Dataset records:
┄┄┄┄┄┄┄┄┄┄

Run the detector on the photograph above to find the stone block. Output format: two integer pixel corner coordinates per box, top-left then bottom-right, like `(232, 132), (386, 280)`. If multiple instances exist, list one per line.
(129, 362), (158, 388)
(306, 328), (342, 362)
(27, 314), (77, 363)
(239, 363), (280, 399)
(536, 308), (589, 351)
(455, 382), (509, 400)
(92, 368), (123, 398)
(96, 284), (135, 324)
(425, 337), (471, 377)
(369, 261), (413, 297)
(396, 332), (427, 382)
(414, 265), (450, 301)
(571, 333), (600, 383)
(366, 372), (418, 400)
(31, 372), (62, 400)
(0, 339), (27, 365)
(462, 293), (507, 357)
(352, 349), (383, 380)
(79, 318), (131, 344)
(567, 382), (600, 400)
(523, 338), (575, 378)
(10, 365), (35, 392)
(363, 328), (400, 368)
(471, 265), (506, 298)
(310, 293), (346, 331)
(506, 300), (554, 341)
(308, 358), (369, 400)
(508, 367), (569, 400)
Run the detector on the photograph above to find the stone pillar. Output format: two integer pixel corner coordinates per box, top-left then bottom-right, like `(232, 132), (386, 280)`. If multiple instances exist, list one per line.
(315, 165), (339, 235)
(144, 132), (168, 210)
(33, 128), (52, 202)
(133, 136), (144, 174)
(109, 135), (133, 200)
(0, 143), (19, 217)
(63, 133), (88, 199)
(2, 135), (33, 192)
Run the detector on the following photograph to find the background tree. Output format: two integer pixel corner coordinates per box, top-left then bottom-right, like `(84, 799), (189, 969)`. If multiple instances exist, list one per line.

┄┄┄┄┄┄┄┄┄┄

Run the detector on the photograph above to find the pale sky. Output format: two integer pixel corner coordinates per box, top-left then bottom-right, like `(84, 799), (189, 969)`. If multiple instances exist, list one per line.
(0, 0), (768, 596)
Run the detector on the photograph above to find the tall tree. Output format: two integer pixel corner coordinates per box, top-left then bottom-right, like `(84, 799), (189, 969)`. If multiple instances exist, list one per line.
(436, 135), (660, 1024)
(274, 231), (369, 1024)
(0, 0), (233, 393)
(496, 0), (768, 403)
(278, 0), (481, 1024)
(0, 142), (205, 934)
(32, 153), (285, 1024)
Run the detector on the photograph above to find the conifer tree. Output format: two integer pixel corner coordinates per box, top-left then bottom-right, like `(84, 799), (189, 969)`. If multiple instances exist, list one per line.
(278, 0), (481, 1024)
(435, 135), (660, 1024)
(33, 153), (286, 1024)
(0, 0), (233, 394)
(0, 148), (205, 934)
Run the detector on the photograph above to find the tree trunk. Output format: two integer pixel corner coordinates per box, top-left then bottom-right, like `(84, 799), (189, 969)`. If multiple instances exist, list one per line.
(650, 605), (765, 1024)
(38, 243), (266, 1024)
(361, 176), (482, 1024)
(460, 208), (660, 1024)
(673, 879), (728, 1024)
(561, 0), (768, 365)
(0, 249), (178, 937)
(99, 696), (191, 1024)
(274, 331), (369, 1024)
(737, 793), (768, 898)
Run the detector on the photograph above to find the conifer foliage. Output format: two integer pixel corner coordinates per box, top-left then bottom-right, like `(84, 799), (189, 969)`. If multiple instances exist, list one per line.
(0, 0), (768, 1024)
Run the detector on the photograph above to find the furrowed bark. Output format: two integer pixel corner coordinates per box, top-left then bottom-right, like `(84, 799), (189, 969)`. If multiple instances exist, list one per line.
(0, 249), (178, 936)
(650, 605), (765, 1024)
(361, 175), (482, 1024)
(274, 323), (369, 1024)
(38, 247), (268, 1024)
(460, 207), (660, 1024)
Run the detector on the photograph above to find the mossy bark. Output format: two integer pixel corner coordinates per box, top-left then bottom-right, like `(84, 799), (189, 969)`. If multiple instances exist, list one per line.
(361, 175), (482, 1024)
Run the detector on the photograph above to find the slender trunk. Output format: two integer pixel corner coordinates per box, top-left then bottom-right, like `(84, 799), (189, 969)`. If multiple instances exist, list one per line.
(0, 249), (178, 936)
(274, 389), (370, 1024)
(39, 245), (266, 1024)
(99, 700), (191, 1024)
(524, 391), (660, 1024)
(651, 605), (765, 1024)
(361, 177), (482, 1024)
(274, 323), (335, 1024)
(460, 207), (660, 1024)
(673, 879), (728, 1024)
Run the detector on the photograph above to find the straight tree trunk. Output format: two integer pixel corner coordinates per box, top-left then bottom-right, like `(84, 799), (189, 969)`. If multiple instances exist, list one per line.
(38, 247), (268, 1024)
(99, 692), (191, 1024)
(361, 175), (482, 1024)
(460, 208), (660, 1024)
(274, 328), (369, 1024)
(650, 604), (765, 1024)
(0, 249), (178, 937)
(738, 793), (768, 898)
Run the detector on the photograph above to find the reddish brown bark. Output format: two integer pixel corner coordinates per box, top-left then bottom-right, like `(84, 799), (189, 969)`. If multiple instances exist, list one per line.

┄┄┄┄┄┄┄┄┄┄

GIVEN EXERCISE: Can you give the lines of the items above as a JSON list of strings, one string per line with blank lines left out, starting at the line that has "the stone block." and stopping after the line that has "(239, 363), (280, 399)"?

RESULT OF THIS EXERCISE:
[
  "Run the detector on the photograph above to find the stone block. Output format: two integer pixel corner coordinates per box, top-left then bottom-right, like `(232, 132), (386, 280)`. If multiple instances exist, list one per line.",
  "(129, 362), (158, 388)",
  "(306, 328), (342, 362)",
  "(27, 314), (77, 363)",
  "(239, 363), (280, 399)"
]